Data extracted from a collection
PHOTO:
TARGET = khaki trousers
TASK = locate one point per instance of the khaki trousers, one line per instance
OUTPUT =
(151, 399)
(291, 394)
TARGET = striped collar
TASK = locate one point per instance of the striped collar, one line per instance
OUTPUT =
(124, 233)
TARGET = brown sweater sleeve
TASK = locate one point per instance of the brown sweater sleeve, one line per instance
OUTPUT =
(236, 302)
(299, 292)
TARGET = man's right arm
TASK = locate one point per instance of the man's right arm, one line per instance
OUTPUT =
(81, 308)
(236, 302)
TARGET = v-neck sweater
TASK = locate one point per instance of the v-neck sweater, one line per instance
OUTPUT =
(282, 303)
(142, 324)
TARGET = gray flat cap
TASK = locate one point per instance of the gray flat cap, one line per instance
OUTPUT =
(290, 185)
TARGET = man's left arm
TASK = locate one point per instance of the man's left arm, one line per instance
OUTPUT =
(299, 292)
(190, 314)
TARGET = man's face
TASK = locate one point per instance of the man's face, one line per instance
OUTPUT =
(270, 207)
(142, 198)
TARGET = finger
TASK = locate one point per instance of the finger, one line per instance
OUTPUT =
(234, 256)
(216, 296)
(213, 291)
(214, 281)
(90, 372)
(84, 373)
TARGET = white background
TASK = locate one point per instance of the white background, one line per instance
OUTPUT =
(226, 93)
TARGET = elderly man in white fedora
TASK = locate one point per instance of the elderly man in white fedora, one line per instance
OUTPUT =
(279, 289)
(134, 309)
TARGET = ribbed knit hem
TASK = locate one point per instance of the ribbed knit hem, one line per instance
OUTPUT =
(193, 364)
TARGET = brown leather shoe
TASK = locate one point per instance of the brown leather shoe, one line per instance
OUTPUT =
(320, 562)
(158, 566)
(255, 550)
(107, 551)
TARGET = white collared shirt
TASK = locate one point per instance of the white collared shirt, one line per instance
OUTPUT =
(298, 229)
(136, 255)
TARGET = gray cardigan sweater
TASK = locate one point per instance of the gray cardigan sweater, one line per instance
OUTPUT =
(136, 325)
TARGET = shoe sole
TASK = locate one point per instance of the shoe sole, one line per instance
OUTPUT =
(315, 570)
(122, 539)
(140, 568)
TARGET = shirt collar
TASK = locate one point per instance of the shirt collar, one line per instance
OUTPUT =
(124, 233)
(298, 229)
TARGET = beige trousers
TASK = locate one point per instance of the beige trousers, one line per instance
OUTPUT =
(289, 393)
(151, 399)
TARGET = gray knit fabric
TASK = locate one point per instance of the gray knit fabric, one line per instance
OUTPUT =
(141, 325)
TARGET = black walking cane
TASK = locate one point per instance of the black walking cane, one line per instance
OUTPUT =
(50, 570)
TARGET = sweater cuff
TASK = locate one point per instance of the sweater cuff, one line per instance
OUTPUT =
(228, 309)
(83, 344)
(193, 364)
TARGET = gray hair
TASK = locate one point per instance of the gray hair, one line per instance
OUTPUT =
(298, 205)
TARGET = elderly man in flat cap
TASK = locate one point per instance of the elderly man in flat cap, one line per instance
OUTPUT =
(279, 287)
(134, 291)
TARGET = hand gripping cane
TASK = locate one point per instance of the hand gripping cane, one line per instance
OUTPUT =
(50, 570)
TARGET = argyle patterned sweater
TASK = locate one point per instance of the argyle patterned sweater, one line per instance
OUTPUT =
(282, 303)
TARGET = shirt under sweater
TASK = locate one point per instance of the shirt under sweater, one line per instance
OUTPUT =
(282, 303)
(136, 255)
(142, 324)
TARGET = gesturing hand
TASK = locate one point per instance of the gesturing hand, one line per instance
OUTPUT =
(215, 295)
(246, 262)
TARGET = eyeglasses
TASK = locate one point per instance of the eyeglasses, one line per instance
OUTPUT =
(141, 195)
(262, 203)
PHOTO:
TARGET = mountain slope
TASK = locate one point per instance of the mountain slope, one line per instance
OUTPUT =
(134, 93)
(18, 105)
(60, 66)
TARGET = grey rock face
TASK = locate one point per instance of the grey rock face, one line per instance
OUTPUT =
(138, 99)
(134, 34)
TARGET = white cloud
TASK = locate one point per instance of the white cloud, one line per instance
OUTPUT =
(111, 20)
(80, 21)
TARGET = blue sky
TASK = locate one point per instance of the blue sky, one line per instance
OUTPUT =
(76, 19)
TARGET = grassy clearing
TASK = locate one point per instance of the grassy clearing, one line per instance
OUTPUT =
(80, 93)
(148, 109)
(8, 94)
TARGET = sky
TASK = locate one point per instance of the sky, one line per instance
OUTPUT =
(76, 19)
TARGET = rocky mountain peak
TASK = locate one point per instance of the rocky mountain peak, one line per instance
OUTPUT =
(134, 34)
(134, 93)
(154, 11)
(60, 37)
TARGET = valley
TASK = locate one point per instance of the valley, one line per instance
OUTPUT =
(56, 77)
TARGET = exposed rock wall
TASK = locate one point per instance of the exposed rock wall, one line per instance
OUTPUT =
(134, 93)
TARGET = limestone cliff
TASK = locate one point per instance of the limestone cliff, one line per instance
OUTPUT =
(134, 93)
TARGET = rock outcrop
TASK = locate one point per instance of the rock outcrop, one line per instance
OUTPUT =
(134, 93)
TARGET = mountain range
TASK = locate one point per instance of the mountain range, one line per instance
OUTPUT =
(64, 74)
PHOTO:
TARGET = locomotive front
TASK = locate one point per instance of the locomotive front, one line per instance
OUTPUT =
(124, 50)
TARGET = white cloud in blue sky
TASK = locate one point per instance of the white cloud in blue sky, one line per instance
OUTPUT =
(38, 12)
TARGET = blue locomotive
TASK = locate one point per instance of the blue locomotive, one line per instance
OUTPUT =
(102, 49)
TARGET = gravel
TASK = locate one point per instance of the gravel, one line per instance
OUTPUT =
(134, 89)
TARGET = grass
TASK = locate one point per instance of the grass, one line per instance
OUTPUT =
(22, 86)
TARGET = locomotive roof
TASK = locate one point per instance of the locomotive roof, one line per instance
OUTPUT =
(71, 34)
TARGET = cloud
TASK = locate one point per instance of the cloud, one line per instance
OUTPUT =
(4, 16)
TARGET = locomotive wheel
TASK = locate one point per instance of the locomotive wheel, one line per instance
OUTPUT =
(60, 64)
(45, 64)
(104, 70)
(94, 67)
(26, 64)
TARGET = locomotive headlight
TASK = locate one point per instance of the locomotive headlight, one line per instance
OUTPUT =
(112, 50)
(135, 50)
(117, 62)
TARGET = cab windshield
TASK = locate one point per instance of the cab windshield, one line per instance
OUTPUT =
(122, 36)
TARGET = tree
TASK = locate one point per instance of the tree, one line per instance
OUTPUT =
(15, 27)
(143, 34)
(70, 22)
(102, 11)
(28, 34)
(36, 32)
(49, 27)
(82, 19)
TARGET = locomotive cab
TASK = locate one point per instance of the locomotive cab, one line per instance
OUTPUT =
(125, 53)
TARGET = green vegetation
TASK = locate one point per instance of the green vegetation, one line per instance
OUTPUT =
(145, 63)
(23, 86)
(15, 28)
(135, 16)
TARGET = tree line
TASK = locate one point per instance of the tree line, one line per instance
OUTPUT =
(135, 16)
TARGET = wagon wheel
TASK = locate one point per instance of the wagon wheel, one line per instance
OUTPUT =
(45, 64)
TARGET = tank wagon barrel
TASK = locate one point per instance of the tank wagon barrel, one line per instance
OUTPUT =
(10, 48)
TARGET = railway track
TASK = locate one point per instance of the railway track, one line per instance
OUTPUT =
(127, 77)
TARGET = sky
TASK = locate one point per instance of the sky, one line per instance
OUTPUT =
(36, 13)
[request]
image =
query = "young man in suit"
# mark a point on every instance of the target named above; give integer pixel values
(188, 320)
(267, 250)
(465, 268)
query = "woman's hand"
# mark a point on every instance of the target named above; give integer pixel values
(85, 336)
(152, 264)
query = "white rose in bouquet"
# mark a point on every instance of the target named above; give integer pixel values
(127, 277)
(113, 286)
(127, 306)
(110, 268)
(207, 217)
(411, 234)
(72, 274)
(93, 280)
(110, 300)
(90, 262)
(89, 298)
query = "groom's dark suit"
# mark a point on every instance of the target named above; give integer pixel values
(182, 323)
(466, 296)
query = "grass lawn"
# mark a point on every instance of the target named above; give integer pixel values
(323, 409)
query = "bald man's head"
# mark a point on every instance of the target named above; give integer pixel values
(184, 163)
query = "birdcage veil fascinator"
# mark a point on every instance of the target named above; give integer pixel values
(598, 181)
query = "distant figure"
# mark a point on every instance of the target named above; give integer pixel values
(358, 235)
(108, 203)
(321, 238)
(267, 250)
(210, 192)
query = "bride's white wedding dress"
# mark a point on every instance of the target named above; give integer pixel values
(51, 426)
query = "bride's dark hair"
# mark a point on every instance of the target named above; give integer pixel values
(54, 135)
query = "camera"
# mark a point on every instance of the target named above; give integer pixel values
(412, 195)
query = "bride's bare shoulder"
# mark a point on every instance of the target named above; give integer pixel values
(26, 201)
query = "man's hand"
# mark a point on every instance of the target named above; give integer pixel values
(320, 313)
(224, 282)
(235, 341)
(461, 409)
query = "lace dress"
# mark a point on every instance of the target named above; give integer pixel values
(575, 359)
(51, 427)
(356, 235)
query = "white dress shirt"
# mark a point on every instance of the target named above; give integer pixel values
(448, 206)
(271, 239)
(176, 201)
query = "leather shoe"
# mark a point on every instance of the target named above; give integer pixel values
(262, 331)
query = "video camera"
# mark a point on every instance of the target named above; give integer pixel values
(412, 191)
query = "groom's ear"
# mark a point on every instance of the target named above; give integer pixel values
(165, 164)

> [What you are asked to do] If a line falls between the first line of the records and the line containing "TASK = locate one point per instance of the white collared", inclusive, repeat it exactly; leave out all others.

> [Answer below]
PHOTO:
TARGET = khaki trousers
TASK = locate one point per instance of the khaki trousers, one line per instance
OUTPUT =
(151, 399)
(291, 394)
TARGET = striped collar
TASK = locate one point per instance of the striped collar, one line per instance
OUTPUT =
(124, 233)
TARGET = brown sweater sleeve
TASK = locate one point per instance of the brown sweater sleeve, one line per instance
OUTPUT =
(236, 302)
(299, 292)
TARGET = man's right arm
TASK = locate one point per instance of the man's right arm, one line per instance
OUTPUT =
(81, 308)
(236, 302)
TARGET = v-neck sweater
TASK = locate one point per instance of the v-neck sweater, one line per instance
OUTPUT =
(282, 303)
(142, 324)
TARGET = gray flat cap
TASK = locate one point per instance of the gray flat cap, one line per instance
OUTPUT =
(290, 185)
TARGET = man's left arm
TASK = locate one point per instance of the man's left arm, one line per instance
OUTPUT =
(299, 292)
(190, 314)
TARGET = man's face
TASK = locate one point per instance of the man's face, one line per instance
OUTPUT =
(270, 207)
(142, 198)
TARGET = finger
TASK = locate one point per instance of the finger, one line per instance
OUTPUT =
(234, 256)
(216, 296)
(213, 291)
(214, 281)
(90, 372)
(84, 373)
TARGET = white background
TASK = locate one point per instance of the white background, one line per instance
OUTPUT =
(226, 93)
TARGET = elderly man in white fedora
TASK = locate one point per instance of the elderly man in white fedora, one line per instance
OUTPUT =
(279, 289)
(134, 309)
TARGET = ribbed knit hem
TASK = locate one point per instance of the ribbed knit hem, one line per instance
OUTPUT =
(193, 364)
TARGET = brown leather shoe
TASK = locate one point per instance of the brown leather shoe, one line per instance
OUTPUT =
(320, 562)
(158, 566)
(255, 550)
(107, 551)
TARGET = white collared shirt
TASK = locate one point per instance of the white collared shirt, one line per instance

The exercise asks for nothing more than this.